_What you will do:_ Retype the records below exactly as they appear.
━━━━━━━━━━━━━━━━━━━━
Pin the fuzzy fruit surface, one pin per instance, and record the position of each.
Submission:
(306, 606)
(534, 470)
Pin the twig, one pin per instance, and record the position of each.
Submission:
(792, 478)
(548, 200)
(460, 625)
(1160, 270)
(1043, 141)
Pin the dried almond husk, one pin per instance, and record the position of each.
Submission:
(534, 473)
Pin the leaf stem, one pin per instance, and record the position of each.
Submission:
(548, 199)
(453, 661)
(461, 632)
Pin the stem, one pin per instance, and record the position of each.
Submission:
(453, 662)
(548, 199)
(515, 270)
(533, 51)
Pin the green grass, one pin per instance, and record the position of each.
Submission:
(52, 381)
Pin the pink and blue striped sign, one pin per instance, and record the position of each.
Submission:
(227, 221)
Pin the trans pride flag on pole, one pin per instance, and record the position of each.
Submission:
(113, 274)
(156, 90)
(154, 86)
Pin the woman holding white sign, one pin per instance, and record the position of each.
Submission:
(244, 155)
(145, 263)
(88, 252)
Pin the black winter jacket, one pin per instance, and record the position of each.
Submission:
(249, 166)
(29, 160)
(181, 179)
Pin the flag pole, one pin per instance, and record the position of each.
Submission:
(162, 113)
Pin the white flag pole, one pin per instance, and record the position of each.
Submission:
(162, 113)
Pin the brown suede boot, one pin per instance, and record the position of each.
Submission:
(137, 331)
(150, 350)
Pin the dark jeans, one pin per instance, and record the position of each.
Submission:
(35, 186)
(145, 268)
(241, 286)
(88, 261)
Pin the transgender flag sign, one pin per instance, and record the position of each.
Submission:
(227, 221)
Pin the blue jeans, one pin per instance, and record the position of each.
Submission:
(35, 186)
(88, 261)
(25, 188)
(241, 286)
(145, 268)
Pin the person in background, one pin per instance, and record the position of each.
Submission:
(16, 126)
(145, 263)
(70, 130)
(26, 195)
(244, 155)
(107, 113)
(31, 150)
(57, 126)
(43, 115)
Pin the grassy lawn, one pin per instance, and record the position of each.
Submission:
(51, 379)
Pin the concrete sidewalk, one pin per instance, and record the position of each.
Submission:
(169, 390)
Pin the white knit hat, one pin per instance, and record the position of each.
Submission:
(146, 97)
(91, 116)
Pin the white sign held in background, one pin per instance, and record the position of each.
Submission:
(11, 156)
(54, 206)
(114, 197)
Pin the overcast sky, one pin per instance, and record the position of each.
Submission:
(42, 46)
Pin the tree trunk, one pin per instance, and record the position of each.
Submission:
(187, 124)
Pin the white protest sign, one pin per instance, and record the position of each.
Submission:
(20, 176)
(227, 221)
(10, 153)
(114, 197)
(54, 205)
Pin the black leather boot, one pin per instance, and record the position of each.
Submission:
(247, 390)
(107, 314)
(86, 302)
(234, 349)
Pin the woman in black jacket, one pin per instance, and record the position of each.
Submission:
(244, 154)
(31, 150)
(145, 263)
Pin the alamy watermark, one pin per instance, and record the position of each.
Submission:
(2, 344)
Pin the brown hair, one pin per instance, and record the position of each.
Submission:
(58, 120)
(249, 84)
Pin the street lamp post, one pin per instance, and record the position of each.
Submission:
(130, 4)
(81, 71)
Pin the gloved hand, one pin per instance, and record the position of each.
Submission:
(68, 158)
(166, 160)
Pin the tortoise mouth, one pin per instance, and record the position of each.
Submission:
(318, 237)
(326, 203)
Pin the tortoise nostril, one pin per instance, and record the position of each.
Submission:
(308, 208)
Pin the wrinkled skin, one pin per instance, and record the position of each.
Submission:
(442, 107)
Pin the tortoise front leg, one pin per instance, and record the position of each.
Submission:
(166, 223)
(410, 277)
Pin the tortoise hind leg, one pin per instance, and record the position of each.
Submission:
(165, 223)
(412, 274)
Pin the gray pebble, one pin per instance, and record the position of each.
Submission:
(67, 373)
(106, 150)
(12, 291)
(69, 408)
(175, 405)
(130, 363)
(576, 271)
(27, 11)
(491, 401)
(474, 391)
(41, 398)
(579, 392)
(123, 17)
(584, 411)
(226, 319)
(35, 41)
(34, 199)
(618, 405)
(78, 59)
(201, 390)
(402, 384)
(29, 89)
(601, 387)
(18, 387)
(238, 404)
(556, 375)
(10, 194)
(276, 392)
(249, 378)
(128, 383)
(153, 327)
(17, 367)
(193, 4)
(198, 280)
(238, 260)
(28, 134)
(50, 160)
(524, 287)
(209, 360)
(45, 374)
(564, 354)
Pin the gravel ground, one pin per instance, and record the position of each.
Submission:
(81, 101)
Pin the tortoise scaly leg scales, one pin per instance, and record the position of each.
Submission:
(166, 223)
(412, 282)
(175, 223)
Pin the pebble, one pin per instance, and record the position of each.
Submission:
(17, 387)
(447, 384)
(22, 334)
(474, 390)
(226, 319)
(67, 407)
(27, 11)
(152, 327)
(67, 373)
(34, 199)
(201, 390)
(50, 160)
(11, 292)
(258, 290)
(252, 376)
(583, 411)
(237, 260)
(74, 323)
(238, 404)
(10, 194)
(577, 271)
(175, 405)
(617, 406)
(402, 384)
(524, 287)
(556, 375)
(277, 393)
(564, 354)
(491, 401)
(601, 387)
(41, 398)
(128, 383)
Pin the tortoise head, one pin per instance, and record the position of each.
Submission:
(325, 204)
━━━━━━━━━━━━━━━━━━━━
_Response to the exercise:_
Pin the fuzzy fruit surface, one pin per instance, and record the position of each.
Submission:
(306, 606)
(534, 470)
Pin the twig, one pin per instance, and record the position of each.
Submission:
(792, 478)
(548, 200)
(460, 625)
(1160, 270)
(1043, 141)
Pin the dried almond husk, one pin per instance, and record the position of each.
Submission:
(534, 473)
Pin the leaf stem, one pin per instance, and record the position of each.
Submission:
(548, 199)
(453, 661)
(461, 632)
Pin the stem, one pin per instance, and record the position of each.
Submission:
(453, 662)
(548, 199)
(515, 270)
(533, 51)
Pin the green grass, one pin per instance, and record the position of each.
Submission:
(52, 381)
Pin the pink and blue striped sign, one pin per instance, and record the position of each.
Submission:
(227, 221)
Pin the trans pride flag on pole, one pin per instance, and record the position of each.
Submission:
(113, 274)
(156, 90)
(154, 86)
Pin the woman holding white sign, one pin per instance, and record the position of each.
Submission:
(244, 155)
(145, 263)
(88, 252)
Pin the black winter jacket, one pin per instance, and record the position of each.
Submission:
(249, 166)
(29, 160)
(181, 179)
Pin the flag pole, one pin per instance, and record the position of each.
Submission:
(162, 113)
Pin the white flag pole, one pin per instance, and record the position of each.
Submission:
(162, 113)
Pin the brown suede boot, one pin per instance, and record the position of each.
Submission:
(137, 331)
(150, 350)
Pin the dark jeans, one pin per instance, and record the position of each.
Submission:
(35, 186)
(145, 268)
(241, 286)
(88, 261)
Pin the transgender flag sign, one pin per instance, and record the position of each.
Submission:
(227, 221)
Pin the blue jeans, one pin per instance, and record the position of each.
Submission:
(35, 186)
(88, 261)
(25, 188)
(241, 286)
(145, 268)
Pin the person in background, one pin per instance, and record the position of each.
Submission:
(16, 126)
(145, 263)
(70, 130)
(26, 195)
(244, 155)
(107, 113)
(31, 150)
(57, 126)
(43, 115)
Pin the grassy lawn, one pin per instance, and record the position of each.
Submission:
(51, 379)
Pin the concrete sidewalk, one pin per instance, and record the position of each.
Submission:
(169, 390)
Pin the white knit hat, one pin per instance, and record the position of each.
Submission:
(146, 97)
(91, 116)
Pin the white sign held in background, one pin per instance, and record the position of each.
Submission:
(11, 156)
(54, 206)
(114, 197)
Pin the overcast sky, one pin per instance, and record the position of each.
Submission:
(42, 46)
Pin the tree trunk, one pin per instance, and record the position of each.
Submission:
(187, 124)
Pin the white protest sign, one pin per instance, and record the position of each.
Submission:
(20, 176)
(227, 221)
(10, 153)
(114, 197)
(54, 205)
Pin the black leather boot, one pin per instance, and record the position of each.
Submission:
(247, 390)
(107, 314)
(86, 302)
(234, 349)
Pin the woman in black jacket, one pin per instance, and record the position of each.
Submission:
(244, 154)
(31, 150)
(145, 263)
Pin the alamy watermark, one pin per instance, and record the position of each.
Submission:
(2, 344)
Pin the brown hair, one pin per instance, and record the position of each.
Submission:
(58, 120)
(249, 84)
Pin the street lamp post, one pin per instance, and record the position of each.
Submission:
(130, 4)
(81, 71)
Pin the gloved hand, one pin per instance, and record the position of each.
Submission:
(68, 158)
(166, 160)
Pin the tortoise mouth, one pin per instance, and record the position of each.
Submission:
(318, 237)
(326, 203)
Pin the tortoise nostril, one pin per instance, and record the position of each.
Submission:
(308, 208)
Pin the wrinkled skin, one pin per instance, and record the position of each.
Submission:
(442, 107)
Pin the tortoise front leg, one pin per instance, and record the position of each.
Submission:
(166, 223)
(410, 277)
Pin the tortoise hind leg, one pin per instance, and record the position of each.
Submission:
(165, 223)
(412, 274)
Pin the gray pebble, one pin per instance, and record the position of each.
Submission:
(67, 373)
(106, 150)
(12, 291)
(69, 408)
(175, 405)
(130, 363)
(576, 271)
(27, 11)
(491, 401)
(474, 391)
(41, 398)
(579, 392)
(123, 17)
(584, 411)
(226, 319)
(35, 41)
(34, 199)
(618, 405)
(78, 59)
(201, 390)
(402, 384)
(29, 89)
(601, 387)
(18, 387)
(238, 404)
(556, 375)
(10, 194)
(276, 392)
(249, 378)
(128, 383)
(153, 327)
(17, 367)
(193, 4)
(198, 280)
(238, 260)
(28, 134)
(50, 160)
(524, 287)
(209, 360)
(45, 374)
(564, 354)
Pin the gravel ground, one pin per instance, and record the position of each.
Submission:
(81, 101)
Pin the tortoise scaly leg scales, one pin per instance, and record the position of each.
Submission:
(166, 223)
(412, 282)
(175, 223)
Pin the pebble, one pin per instance, and record the position of each.
Submission:
(17, 387)
(447, 384)
(22, 334)
(474, 390)
(226, 319)
(67, 407)
(27, 11)
(152, 327)
(67, 373)
(34, 199)
(201, 390)
(50, 160)
(11, 292)
(258, 290)
(252, 376)
(583, 411)
(237, 260)
(74, 323)
(238, 404)
(10, 194)
(577, 271)
(175, 405)
(617, 406)
(402, 384)
(524, 287)
(556, 375)
(277, 393)
(564, 354)
(491, 401)
(601, 387)
(41, 398)
(128, 383)
Pin the tortoise head, one pin per instance, and record the position of each.
Submission:
(325, 204)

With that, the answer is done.